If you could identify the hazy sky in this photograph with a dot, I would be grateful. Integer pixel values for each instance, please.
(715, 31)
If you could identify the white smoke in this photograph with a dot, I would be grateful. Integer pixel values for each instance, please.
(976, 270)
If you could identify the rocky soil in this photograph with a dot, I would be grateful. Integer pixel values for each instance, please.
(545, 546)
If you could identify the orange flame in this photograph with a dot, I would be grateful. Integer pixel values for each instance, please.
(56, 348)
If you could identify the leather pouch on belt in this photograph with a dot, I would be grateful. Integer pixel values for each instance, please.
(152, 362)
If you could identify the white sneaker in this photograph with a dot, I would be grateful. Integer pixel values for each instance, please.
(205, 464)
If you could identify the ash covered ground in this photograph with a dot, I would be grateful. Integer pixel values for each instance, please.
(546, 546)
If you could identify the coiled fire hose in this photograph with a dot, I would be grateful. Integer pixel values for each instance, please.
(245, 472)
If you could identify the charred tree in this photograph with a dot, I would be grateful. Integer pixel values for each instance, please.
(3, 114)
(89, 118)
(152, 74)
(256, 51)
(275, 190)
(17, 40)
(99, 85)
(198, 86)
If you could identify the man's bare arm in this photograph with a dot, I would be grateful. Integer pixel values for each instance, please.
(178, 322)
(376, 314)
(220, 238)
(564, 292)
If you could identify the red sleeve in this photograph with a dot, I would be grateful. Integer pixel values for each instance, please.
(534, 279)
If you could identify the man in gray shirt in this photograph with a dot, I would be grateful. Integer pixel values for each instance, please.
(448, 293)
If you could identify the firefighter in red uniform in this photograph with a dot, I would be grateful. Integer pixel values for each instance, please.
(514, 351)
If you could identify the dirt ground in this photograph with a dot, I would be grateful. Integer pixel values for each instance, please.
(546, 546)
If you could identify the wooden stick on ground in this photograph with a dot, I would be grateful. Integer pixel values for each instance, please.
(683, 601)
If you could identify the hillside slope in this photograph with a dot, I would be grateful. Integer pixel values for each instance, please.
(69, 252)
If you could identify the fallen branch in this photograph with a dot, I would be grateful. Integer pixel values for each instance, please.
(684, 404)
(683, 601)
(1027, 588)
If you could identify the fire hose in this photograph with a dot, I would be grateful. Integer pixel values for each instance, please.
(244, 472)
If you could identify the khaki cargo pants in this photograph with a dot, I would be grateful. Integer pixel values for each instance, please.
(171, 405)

THE PROBLEM >>
The expected answer is a word-for-word copy of every line from the one that contains "If you could identify the khaki" through the final line of the material.

REPLY >>
If you could identify the khaki cargo pants in this photograph with a dot, I would be grateful. Integer pixel values for each instance, please.
(171, 405)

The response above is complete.